**Exercise objective:** Count the lines in the rows below that contain the string "truck", matching case exactly. Reply with the number alone.

═══ Records shown

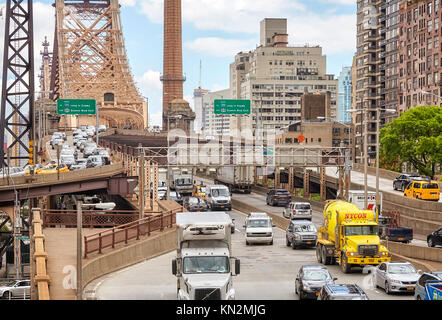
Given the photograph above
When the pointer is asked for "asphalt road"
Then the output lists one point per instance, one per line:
(268, 272)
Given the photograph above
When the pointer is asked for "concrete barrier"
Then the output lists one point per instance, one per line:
(121, 258)
(415, 252)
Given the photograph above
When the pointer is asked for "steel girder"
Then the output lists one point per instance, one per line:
(17, 103)
(89, 59)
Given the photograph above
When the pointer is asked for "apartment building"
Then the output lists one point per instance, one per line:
(318, 134)
(370, 73)
(420, 54)
(391, 53)
(274, 77)
(344, 94)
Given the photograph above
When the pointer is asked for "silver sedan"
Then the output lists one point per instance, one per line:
(396, 277)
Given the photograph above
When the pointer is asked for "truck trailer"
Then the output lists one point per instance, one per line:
(349, 237)
(204, 261)
(238, 179)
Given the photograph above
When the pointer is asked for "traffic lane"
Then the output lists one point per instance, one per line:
(268, 272)
(259, 201)
(385, 185)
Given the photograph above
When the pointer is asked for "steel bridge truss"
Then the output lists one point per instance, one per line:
(90, 61)
(17, 101)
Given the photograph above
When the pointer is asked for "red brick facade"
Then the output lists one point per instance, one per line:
(420, 35)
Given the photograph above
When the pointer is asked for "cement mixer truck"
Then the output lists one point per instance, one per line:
(349, 237)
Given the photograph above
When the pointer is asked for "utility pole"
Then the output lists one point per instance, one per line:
(79, 251)
(17, 235)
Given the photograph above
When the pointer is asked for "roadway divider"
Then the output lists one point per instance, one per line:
(155, 222)
(39, 273)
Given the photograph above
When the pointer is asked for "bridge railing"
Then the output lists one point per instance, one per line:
(91, 218)
(134, 230)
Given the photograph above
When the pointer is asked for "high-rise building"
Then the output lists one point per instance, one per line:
(344, 95)
(370, 74)
(419, 54)
(391, 53)
(274, 77)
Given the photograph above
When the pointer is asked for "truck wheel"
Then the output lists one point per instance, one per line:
(318, 253)
(345, 266)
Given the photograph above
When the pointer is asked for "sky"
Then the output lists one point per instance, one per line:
(213, 32)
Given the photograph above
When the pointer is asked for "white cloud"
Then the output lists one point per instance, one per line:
(127, 3)
(227, 15)
(219, 47)
(149, 82)
(334, 32)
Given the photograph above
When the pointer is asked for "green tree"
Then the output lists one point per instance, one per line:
(416, 138)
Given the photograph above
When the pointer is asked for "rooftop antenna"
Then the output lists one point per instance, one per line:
(201, 67)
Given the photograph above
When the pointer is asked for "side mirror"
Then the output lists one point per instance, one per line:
(174, 268)
(237, 266)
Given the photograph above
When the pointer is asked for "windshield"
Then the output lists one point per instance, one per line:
(401, 269)
(305, 228)
(220, 192)
(193, 200)
(261, 223)
(184, 182)
(206, 265)
(302, 206)
(316, 275)
(430, 186)
(361, 230)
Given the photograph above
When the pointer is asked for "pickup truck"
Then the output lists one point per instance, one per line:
(389, 230)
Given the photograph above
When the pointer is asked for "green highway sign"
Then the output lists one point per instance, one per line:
(232, 107)
(76, 106)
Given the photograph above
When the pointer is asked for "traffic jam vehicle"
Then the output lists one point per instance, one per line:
(349, 236)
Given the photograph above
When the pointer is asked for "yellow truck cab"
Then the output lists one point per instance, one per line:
(425, 190)
(349, 237)
(199, 190)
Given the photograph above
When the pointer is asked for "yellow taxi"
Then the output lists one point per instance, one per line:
(35, 168)
(52, 168)
(425, 190)
(199, 190)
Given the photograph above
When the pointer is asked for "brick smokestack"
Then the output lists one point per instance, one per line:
(173, 56)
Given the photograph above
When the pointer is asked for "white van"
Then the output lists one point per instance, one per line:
(259, 228)
(218, 197)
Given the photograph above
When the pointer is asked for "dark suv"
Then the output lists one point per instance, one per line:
(342, 292)
(401, 182)
(435, 238)
(278, 197)
(310, 280)
(301, 233)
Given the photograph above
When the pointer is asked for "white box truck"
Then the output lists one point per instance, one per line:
(204, 265)
(238, 178)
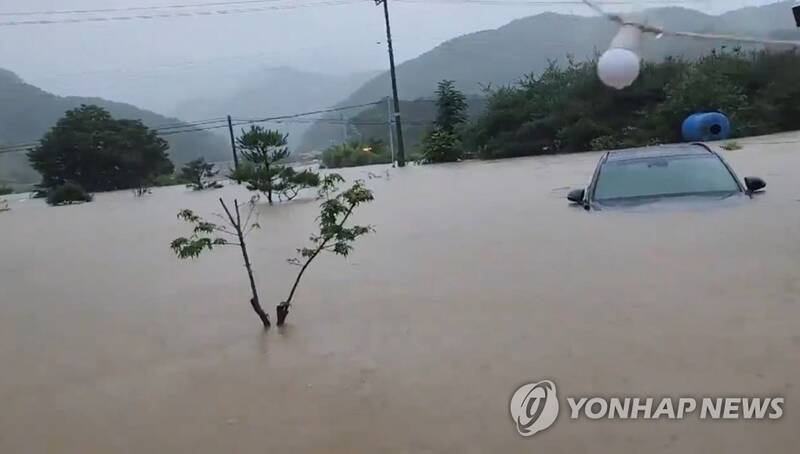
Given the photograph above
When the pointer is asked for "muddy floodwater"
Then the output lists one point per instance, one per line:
(480, 278)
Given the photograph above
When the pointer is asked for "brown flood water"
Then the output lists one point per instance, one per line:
(480, 278)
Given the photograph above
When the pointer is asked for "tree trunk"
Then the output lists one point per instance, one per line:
(254, 301)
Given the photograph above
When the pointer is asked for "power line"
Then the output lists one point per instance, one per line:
(133, 8)
(554, 2)
(209, 13)
(207, 125)
(645, 28)
(305, 114)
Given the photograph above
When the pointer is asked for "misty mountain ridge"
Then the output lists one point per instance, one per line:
(502, 56)
(27, 112)
(276, 91)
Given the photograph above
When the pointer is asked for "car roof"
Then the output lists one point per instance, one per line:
(662, 151)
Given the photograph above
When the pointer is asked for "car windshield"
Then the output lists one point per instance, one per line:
(664, 176)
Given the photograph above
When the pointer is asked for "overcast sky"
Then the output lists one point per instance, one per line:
(114, 58)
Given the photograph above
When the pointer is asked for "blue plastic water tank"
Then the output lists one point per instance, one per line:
(706, 127)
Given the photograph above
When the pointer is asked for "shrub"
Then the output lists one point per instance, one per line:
(68, 194)
(441, 146)
(355, 154)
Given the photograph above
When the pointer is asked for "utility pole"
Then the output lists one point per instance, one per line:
(233, 144)
(401, 149)
(344, 128)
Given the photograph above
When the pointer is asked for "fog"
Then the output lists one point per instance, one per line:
(160, 63)
(480, 277)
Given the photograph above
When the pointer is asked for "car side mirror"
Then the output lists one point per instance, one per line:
(576, 195)
(754, 184)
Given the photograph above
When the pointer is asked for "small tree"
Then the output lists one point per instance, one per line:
(262, 151)
(442, 144)
(205, 236)
(333, 234)
(451, 107)
(199, 175)
(68, 194)
(91, 148)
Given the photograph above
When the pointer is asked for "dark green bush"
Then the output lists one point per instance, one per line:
(68, 194)
(355, 154)
(567, 109)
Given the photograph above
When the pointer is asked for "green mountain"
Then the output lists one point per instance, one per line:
(524, 46)
(27, 112)
(275, 91)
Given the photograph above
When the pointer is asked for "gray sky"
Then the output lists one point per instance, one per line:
(119, 59)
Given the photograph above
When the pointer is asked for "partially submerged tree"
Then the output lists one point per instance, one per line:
(206, 235)
(262, 152)
(68, 193)
(200, 175)
(334, 235)
(442, 143)
(91, 148)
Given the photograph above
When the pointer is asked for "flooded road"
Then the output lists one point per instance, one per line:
(480, 278)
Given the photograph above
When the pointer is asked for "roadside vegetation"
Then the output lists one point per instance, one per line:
(568, 109)
(68, 193)
(264, 153)
(356, 153)
(90, 149)
(335, 235)
(200, 175)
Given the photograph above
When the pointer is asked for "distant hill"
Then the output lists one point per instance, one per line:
(524, 46)
(277, 91)
(27, 112)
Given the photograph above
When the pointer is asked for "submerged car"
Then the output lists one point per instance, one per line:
(655, 174)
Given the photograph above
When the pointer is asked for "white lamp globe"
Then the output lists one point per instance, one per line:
(619, 68)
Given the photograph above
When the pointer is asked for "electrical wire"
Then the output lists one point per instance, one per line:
(208, 125)
(224, 12)
(646, 28)
(133, 8)
(554, 2)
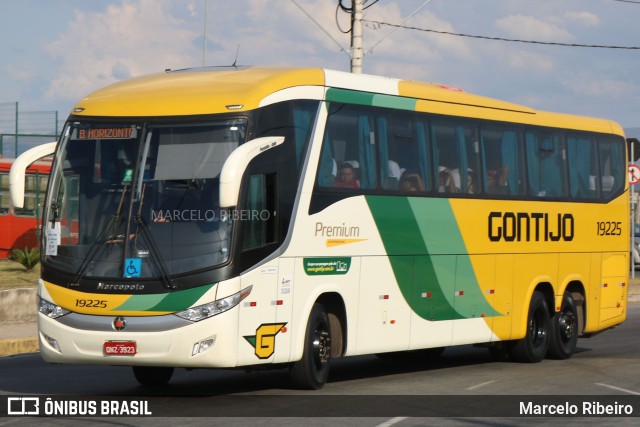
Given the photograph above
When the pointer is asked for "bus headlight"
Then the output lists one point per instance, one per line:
(195, 314)
(50, 309)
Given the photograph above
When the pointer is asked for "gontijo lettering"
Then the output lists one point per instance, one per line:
(530, 226)
(106, 133)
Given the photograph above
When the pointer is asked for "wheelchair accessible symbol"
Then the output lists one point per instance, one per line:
(132, 267)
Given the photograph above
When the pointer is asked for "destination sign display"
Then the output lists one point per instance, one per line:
(106, 133)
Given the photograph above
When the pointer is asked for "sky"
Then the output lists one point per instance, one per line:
(55, 52)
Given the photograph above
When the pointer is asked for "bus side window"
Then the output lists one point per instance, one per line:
(583, 167)
(612, 166)
(546, 160)
(502, 162)
(350, 140)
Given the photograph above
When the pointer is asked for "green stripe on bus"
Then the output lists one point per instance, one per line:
(396, 102)
(429, 258)
(349, 96)
(366, 98)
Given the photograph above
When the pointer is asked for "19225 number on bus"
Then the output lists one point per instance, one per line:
(91, 303)
(609, 228)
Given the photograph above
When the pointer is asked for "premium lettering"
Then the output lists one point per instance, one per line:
(530, 227)
(336, 230)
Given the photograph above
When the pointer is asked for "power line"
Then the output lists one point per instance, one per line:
(406, 27)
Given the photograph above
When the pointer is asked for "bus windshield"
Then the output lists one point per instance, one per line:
(139, 201)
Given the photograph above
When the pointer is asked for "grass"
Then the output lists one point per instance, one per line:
(13, 275)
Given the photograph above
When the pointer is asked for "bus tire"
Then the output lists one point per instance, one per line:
(564, 330)
(311, 372)
(533, 347)
(152, 376)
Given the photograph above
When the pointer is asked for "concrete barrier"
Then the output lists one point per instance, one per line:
(18, 305)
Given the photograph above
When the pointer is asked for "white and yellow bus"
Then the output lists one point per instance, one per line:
(262, 216)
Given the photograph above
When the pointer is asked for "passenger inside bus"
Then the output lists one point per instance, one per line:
(497, 180)
(411, 181)
(446, 182)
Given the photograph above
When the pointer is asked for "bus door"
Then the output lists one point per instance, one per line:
(613, 286)
(258, 227)
(5, 218)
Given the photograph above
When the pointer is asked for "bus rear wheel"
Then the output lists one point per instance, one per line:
(533, 347)
(564, 330)
(152, 376)
(312, 371)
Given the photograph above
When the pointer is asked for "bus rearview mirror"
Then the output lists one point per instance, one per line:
(236, 164)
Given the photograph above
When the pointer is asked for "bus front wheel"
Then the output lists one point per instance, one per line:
(533, 347)
(152, 376)
(312, 371)
(564, 330)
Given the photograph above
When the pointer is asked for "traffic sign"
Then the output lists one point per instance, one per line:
(634, 174)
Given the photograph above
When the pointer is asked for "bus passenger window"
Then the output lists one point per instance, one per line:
(348, 149)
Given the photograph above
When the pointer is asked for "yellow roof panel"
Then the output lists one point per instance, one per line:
(194, 92)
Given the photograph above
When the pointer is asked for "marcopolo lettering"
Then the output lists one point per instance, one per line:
(530, 226)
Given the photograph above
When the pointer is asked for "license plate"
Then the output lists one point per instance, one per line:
(119, 348)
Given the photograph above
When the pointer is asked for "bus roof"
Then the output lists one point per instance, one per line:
(211, 90)
(40, 166)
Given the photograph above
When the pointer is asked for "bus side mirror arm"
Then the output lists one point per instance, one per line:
(19, 167)
(236, 164)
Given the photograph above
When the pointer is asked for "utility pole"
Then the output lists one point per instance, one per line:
(357, 52)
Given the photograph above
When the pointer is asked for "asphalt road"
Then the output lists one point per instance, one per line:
(362, 391)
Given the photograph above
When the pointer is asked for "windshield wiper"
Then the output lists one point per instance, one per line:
(112, 224)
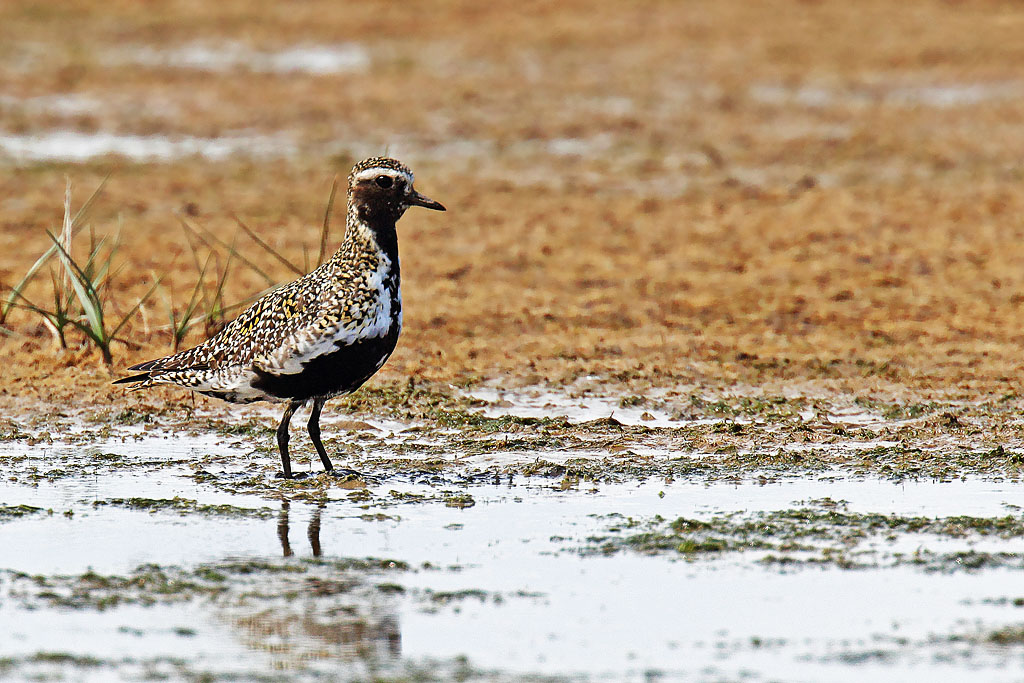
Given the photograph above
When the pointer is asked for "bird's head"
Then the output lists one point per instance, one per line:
(382, 187)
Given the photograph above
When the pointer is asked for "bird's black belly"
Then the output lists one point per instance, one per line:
(341, 371)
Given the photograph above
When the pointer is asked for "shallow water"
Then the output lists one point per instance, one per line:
(498, 590)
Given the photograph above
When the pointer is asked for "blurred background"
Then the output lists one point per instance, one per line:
(651, 191)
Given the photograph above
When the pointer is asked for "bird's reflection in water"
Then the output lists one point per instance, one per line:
(330, 613)
(312, 531)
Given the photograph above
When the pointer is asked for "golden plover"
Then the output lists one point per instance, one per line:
(321, 336)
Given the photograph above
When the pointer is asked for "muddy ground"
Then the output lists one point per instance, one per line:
(767, 256)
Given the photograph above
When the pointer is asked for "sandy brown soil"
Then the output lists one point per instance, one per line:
(679, 195)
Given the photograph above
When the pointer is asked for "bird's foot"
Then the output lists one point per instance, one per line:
(345, 473)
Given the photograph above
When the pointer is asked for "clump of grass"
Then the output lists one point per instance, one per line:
(81, 289)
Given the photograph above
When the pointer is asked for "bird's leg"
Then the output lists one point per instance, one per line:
(286, 463)
(313, 426)
(283, 529)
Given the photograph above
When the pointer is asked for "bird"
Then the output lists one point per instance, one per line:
(321, 336)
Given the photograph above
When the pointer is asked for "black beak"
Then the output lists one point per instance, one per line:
(416, 199)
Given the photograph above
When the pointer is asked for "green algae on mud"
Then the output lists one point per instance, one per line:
(818, 532)
(183, 506)
(16, 511)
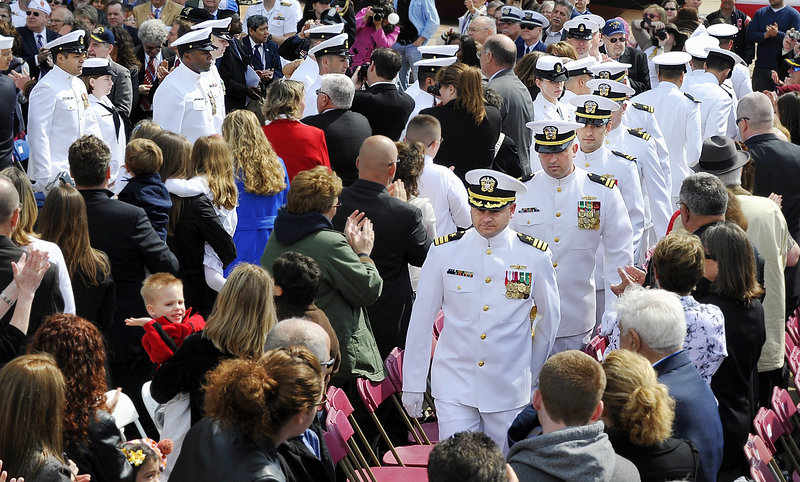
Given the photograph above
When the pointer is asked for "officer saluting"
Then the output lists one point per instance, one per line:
(490, 282)
(57, 113)
(183, 102)
(573, 211)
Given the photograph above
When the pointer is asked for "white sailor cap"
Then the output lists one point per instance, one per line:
(724, 54)
(492, 190)
(612, 70)
(324, 32)
(580, 66)
(333, 46)
(219, 28)
(613, 90)
(552, 135)
(550, 67)
(432, 65)
(722, 30)
(95, 66)
(195, 40)
(71, 42)
(40, 5)
(529, 17)
(593, 109)
(438, 51)
(581, 28)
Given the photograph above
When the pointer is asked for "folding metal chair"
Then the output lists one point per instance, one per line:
(373, 394)
(345, 452)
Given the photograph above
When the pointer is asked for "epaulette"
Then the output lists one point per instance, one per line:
(689, 96)
(448, 238)
(536, 243)
(624, 156)
(640, 133)
(605, 181)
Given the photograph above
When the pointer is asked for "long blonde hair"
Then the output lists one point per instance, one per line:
(244, 312)
(255, 161)
(212, 157)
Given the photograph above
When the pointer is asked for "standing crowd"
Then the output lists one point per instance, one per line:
(567, 240)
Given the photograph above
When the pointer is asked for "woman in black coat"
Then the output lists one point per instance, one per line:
(470, 129)
(730, 267)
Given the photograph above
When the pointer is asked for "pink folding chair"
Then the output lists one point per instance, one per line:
(373, 394)
(345, 451)
(423, 432)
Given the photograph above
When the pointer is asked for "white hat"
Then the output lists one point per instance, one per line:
(195, 39)
(71, 42)
(552, 135)
(6, 42)
(438, 51)
(696, 46)
(492, 190)
(722, 30)
(40, 5)
(613, 90)
(333, 46)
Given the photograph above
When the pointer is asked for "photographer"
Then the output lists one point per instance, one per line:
(375, 27)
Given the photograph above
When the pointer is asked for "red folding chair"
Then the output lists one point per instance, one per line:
(423, 432)
(373, 394)
(345, 451)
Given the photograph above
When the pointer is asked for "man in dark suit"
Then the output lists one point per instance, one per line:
(386, 108)
(345, 131)
(614, 37)
(47, 299)
(400, 238)
(124, 233)
(34, 34)
(652, 323)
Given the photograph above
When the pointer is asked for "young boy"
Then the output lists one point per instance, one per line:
(145, 189)
(170, 321)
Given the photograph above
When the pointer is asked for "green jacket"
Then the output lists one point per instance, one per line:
(349, 284)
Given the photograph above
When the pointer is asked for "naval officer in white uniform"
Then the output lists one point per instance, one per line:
(490, 282)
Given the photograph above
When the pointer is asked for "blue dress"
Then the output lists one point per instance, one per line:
(256, 218)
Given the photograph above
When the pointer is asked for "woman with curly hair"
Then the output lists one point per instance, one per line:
(261, 180)
(638, 414)
(91, 437)
(252, 406)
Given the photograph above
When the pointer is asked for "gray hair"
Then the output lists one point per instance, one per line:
(153, 32)
(339, 88)
(704, 194)
(656, 315)
(299, 332)
(757, 107)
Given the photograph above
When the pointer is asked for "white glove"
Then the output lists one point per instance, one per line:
(412, 401)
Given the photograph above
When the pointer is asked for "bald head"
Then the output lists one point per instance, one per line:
(377, 160)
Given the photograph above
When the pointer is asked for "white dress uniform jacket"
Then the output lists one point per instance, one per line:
(573, 215)
(183, 104)
(57, 116)
(485, 357)
(655, 182)
(679, 119)
(447, 195)
(715, 104)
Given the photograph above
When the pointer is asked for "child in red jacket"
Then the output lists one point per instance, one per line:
(171, 322)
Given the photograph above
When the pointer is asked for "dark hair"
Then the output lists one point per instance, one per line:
(466, 456)
(89, 160)
(387, 62)
(298, 276)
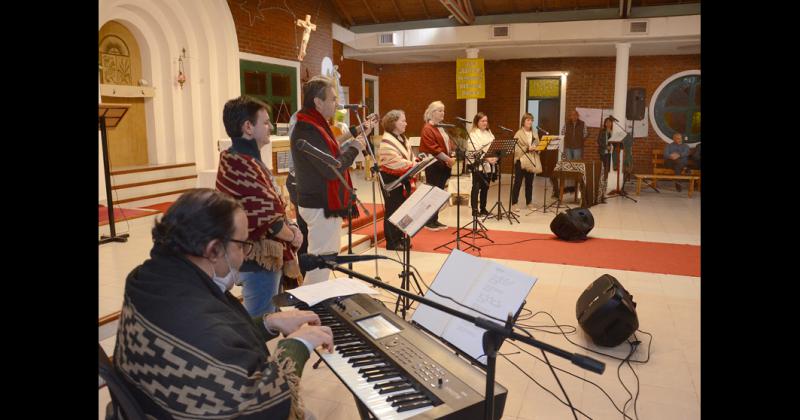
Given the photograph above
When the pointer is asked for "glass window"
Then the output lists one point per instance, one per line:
(677, 108)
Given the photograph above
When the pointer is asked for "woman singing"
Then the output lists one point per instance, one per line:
(482, 171)
(526, 161)
(395, 160)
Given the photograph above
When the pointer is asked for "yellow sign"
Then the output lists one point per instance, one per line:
(470, 78)
(543, 88)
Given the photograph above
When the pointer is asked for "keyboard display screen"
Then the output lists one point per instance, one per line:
(377, 327)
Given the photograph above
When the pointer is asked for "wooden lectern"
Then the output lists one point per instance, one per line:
(109, 115)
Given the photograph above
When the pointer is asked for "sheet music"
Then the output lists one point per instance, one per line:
(555, 141)
(481, 284)
(418, 208)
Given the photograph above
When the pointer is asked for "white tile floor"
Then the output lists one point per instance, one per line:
(668, 306)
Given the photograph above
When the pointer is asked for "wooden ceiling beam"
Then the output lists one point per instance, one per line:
(457, 10)
(468, 8)
(397, 9)
(425, 8)
(370, 11)
(342, 12)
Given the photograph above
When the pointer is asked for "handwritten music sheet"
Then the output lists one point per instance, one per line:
(418, 208)
(484, 285)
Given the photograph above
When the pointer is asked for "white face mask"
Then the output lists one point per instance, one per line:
(227, 282)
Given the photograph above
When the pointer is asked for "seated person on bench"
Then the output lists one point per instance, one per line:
(676, 156)
(694, 158)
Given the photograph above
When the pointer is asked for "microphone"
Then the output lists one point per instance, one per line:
(305, 146)
(349, 106)
(311, 262)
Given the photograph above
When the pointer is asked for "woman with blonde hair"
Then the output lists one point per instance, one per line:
(526, 161)
(435, 141)
(395, 159)
(483, 170)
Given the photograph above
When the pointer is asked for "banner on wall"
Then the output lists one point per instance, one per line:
(470, 78)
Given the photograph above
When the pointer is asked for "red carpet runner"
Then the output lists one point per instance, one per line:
(120, 214)
(648, 257)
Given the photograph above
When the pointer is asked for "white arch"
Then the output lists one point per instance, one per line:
(657, 92)
(183, 125)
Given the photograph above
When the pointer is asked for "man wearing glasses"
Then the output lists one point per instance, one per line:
(273, 239)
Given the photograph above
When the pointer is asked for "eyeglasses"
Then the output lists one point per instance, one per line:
(247, 246)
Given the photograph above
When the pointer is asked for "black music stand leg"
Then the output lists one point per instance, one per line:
(545, 207)
(491, 343)
(403, 304)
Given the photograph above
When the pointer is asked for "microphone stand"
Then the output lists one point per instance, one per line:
(620, 191)
(460, 154)
(492, 339)
(351, 196)
(375, 171)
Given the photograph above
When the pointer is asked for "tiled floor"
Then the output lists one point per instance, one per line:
(668, 307)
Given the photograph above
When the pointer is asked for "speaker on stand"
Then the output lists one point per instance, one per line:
(634, 109)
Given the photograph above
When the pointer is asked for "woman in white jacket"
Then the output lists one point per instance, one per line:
(526, 161)
(485, 170)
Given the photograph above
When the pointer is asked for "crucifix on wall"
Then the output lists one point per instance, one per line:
(307, 28)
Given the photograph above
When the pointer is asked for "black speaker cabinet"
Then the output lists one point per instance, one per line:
(607, 312)
(573, 224)
(634, 109)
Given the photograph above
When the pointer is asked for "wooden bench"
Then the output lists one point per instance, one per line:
(660, 169)
(661, 172)
(652, 179)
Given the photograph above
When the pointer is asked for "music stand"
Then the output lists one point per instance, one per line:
(409, 218)
(460, 157)
(545, 143)
(500, 148)
(109, 116)
(619, 147)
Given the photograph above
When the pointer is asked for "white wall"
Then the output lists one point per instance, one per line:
(183, 125)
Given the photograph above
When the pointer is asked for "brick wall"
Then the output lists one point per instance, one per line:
(277, 35)
(590, 84)
(411, 87)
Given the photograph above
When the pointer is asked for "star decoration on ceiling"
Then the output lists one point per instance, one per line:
(253, 13)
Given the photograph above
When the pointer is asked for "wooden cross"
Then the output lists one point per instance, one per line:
(307, 28)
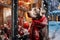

══════

**Response:** 6